Coral Reef Rehabilitation and Management Program (COREMAP) Pemerintah Indonesia, yang didanai oleh Bank Dunia dan Global Environment Facility, secara bertahap tetapi secara signifikan telah meningkatkan kapasitas ilmu dan pengelolaan selama 23 tahun.
Sebagai bagian dari fase ketiga, yang dinamakan COREMAP-Coral Triangle Initiative (COREMAP-CTI), proyek ini meluncurkan serangkaian hibah kecil pada tahun 2020 untuk mendukung dua kawasan konservasi laut yang signifikan secara nasional, Raja Ampat dan Laut Sawu. Hibah kecil tersebut telah diselesaikan dan memberikan dukungan bagi prakarsa-prakarsa seperti infrastruktur kecil untuk ekowisata, pengawasan masyarakat terhadap penangkapan ikan ilegal, dan implementasi rencana aksi nasional untuk spesies yang terancam. Pada tanggal 24 Maret 2022, Kementerian Perencanaan Pembangunan Nasional (BAPPENAS), melalui Indonesia Climate Change Fund Trust (ICCFT), menyelenggarakan lokakarya, di Sorong, Papua Barat, untuk mensosialisasikan keberhasilan dan pelajaran yang dipetik dari program hibah kecil. Program ini berkontribusi terhadap konservasi dan restorasi habitat pesisir kritis di Raja Ampat dan Laut Sawu, terumbu karang, mangrove, dan lamun, serta mendukung pengelolaan kawasan konservasi laut yang efektif. Pengelolaan berbasis masyarakat menjadi fokus utama dari program ini. Program peningkatan kapasitas diberikan kepada masyarakat setempat di tiga kawasan konservasi laut di Raja Ampat dan di kawasan konservasi laut terbesar di Indonesia, Laut Sawu, di Nusa Tenggara Timur. Kegiatan yang dilakukan antara lain mendukung program ekowisata berbasis masyarakat seperti pembangunan infrastruktur skala kecil (misalnya, pusat informasi ekowisata dan pembangkit listrik tenaga surya di Taman Nasional Perairan Laut Sawu; pusat informasi ekowisata dan stasiun pengamatan satwa laut di Suaka Alam Perairan Raja Ampat) , penyusunan rencana bisnis, pelatihan kejuruan untuk pemandu ekowisata, dan melakukan penilaian kelayakan untuk pengembangan wisata satwa laut berbasis masyarakat yang berkelanjutan. Program ini juga mendukung kegiatan rehabilitasi ekosistem pesisir, mendorong pengelolaan perikanan berbasis hak untuk perikanan skala kecil, dan dukungan untuk kegiatan pengawasan berbasis masyarakat.

• KUMPULAN DATA:
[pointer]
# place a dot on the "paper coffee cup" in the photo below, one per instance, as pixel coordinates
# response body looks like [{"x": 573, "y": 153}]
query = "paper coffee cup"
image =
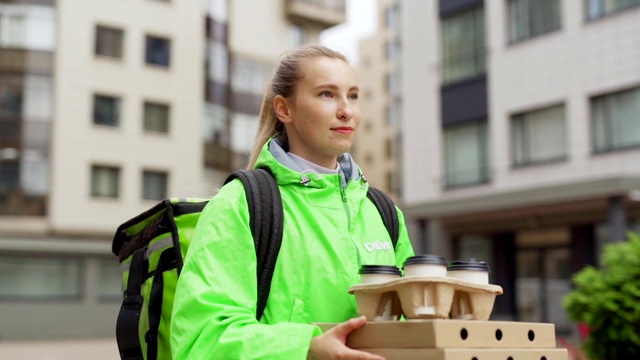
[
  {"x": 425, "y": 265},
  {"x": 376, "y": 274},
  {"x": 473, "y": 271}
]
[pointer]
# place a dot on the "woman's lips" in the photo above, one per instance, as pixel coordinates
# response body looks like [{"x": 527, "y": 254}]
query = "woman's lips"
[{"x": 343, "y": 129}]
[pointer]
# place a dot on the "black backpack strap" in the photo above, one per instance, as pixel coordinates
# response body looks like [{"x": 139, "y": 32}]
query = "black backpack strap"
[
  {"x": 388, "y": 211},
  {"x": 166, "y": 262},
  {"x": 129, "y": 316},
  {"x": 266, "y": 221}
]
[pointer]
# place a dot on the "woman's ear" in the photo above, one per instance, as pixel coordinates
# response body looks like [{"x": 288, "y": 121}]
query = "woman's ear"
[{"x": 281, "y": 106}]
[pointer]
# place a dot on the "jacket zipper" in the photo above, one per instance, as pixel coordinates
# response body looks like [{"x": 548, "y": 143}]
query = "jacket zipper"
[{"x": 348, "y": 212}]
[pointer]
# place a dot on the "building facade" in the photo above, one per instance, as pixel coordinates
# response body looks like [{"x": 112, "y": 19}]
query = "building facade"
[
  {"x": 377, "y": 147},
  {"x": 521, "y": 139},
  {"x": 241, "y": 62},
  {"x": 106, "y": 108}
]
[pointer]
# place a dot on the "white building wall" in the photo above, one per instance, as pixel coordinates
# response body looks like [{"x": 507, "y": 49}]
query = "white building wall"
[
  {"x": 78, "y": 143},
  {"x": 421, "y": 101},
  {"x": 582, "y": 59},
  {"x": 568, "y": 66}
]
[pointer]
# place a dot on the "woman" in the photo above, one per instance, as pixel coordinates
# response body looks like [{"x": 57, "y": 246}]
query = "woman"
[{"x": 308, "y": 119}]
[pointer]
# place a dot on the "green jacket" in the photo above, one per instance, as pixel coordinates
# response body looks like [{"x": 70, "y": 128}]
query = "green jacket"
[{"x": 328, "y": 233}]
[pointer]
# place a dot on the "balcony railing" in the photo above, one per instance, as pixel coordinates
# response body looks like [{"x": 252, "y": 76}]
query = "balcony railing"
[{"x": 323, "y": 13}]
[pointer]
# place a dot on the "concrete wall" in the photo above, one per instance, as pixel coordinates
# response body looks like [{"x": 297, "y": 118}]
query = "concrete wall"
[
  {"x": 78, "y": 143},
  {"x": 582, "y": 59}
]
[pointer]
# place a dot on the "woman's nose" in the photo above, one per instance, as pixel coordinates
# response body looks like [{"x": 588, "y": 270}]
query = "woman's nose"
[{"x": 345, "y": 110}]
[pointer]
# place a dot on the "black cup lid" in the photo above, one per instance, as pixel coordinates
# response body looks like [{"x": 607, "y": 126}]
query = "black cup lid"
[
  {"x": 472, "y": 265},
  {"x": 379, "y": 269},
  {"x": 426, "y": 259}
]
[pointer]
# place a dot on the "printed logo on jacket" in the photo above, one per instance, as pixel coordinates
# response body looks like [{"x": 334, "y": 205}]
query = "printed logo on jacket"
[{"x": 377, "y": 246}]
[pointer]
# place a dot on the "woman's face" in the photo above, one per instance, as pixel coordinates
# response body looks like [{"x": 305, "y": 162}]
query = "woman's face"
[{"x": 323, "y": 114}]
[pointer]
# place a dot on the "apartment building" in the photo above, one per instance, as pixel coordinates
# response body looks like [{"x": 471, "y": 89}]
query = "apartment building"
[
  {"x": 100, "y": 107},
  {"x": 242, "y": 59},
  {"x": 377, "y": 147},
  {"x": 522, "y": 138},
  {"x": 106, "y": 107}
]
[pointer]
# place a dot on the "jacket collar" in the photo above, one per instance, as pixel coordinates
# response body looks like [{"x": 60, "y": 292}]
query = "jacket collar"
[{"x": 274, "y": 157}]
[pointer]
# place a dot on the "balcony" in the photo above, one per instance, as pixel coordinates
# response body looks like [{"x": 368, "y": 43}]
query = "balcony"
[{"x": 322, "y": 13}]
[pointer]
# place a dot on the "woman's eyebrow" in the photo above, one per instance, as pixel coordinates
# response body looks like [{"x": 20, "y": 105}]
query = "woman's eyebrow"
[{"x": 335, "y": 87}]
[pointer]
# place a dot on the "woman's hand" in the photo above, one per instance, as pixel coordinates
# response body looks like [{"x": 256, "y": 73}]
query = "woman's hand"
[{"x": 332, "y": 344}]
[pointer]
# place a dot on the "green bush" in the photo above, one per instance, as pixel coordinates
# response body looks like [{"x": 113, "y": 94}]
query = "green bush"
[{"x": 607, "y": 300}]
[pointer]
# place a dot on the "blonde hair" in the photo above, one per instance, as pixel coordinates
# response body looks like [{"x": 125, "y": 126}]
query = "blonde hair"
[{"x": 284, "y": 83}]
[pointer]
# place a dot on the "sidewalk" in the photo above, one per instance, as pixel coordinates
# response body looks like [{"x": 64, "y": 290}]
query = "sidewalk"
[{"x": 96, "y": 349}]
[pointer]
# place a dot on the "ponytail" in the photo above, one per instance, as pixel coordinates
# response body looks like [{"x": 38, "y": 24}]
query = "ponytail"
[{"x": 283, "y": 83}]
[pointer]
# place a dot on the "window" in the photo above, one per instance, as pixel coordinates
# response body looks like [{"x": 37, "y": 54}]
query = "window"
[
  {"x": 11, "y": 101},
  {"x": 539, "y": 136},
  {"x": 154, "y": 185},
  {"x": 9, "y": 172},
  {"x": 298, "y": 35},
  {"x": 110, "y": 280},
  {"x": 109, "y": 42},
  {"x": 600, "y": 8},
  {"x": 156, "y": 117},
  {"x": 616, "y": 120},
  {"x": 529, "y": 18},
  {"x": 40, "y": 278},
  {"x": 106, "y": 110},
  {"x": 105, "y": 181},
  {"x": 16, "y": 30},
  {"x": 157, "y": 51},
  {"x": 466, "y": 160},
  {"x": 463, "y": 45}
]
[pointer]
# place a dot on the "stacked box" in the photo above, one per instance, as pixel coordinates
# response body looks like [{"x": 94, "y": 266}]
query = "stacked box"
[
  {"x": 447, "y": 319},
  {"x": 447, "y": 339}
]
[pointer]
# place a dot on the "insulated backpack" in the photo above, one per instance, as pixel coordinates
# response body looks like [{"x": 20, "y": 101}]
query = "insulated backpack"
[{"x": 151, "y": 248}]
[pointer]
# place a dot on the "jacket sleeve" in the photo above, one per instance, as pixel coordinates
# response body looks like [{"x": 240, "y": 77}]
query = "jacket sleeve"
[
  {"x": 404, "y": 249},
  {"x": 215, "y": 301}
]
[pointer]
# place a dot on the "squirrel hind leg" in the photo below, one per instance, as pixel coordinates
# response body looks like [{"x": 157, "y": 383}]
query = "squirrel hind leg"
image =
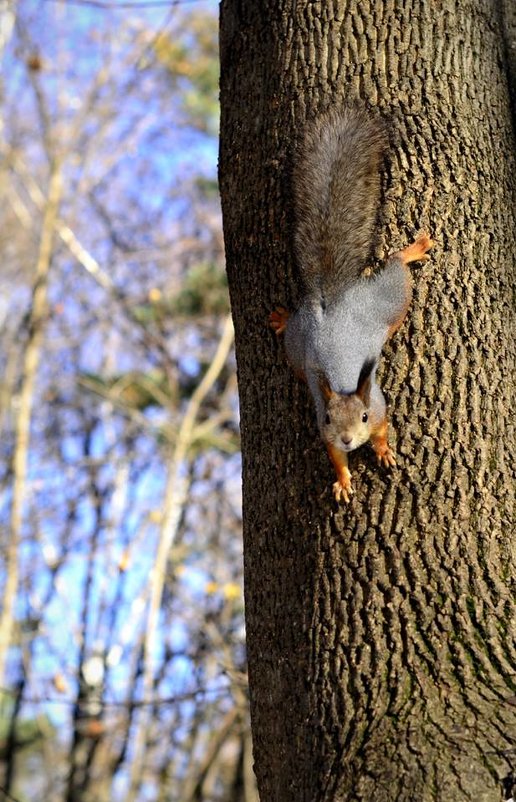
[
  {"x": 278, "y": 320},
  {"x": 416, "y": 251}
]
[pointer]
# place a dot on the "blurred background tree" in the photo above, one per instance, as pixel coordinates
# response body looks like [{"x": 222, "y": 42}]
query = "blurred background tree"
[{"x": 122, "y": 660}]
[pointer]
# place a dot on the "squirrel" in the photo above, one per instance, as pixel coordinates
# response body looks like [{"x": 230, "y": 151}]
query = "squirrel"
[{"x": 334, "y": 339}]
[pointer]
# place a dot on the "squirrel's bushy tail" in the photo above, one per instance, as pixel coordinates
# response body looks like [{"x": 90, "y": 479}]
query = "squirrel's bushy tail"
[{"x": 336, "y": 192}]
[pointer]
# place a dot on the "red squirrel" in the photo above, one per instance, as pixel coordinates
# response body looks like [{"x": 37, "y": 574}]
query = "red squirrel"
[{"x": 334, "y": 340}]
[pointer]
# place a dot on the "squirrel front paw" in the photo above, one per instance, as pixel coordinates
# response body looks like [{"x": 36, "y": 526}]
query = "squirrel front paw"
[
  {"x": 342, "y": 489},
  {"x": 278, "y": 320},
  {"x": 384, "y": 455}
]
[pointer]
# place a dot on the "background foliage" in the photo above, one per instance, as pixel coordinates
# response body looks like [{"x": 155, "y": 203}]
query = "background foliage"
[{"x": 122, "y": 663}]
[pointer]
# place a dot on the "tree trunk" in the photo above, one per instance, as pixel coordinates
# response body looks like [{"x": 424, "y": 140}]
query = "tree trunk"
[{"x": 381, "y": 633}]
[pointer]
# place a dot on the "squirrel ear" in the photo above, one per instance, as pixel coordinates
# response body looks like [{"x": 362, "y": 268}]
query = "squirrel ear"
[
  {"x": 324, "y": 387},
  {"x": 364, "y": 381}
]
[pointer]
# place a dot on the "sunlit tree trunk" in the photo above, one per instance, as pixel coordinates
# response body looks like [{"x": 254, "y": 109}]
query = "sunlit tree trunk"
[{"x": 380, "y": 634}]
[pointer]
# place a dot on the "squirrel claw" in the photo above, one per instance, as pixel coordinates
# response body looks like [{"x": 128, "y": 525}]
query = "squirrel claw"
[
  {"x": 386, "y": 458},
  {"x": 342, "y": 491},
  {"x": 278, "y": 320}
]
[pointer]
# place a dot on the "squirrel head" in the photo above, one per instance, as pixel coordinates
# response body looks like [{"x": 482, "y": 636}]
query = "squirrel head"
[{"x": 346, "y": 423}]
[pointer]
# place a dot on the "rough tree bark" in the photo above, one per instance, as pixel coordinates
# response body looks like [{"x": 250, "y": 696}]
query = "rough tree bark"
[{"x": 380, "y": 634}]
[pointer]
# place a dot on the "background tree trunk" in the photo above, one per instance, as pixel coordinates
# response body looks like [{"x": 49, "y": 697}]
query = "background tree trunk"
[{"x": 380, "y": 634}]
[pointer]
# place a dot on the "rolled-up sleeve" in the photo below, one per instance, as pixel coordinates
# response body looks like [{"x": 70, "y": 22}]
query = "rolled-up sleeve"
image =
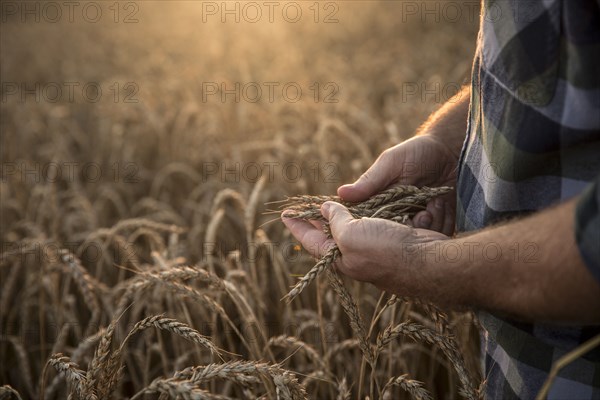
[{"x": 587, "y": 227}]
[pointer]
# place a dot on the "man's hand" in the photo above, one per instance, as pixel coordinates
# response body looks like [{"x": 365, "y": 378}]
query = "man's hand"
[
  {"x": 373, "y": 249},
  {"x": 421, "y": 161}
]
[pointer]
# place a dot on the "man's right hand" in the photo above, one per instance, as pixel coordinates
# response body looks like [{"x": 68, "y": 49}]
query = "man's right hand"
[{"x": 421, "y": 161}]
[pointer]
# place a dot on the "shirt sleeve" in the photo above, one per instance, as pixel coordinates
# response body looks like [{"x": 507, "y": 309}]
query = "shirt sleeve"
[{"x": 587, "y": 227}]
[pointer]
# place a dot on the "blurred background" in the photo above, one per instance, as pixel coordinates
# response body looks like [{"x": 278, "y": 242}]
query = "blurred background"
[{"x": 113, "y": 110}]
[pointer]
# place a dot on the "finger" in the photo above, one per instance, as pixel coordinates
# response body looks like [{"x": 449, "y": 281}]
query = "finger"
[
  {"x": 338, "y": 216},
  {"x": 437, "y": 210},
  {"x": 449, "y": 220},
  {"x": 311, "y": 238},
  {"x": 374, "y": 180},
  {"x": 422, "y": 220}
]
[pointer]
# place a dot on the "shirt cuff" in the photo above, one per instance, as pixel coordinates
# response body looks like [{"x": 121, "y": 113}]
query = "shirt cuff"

• TUGAS LATIHAN 1:
Menurut teks tentang COREMAP, di mana lokakarya tanggal 24 Maret 2022 diadakan?
• TUGAS LATIHAN 2:
Tuliskan lanjutan teks tentang COREMAP, dimulai setelah kalimat terakhirnya.

• HASIL LATIHAN 1:
Di Sorong, Papua Barat.

• HASIL LATIHAN 2:
Sri Yanti JS, Direktur Kelautan dan Perikanan - Kementerian Perencanaan Pembangunan Nasional, menyatakan bahwa program tersebut memberikan contoh yang baik untuk upaya perlindungan lingkungan hidup sembari meningkatkan mata pencaharian masyarakat, selaras dengan Rencana Pembangunan Jangka Menengah Nasional 2020-2024. Selain itu, Sri Yanti juga menekankan bahwa komitmen kuat dari para pemangku kepentingan diperlukan untuk memelihara infrastruktur yang ada dan memastikan bahwa masyarakat mendapatkan manfaat jangka panjang dari pengelolaan efektif kawasan konservasi laut.
Untuk mendukung keberhasilan konferensi tingkat tinggi G20 yang akan diselenggarakan pada bulan November 2022, Pemerintah Indonesia telah melakukan berbagai upaya untuk memastikan bahwa sampah dikelola dengan baik di Bali. Upaya yang dilakukan antara lain meningkatkan pengelolaan sampah di Denpasar, Badung, Gianyar, dan Tabanan (Sarbagita). Pemerintah juga berencana membangun Tempat Pengelolaan Sampah Terpadu (TPST) dan Tempat Pengelolaan Sampah – Reduce Reuse Recycle (TPS3R) di Denpasar untuk mengurangi timbulan sampah di Tempat Pembuangan Akhir (TPA) Suwung, dan menjalin kerja sama dalam kegiatan bersih-bersih dengan pemangku kepentingan dan masyarakat setempat.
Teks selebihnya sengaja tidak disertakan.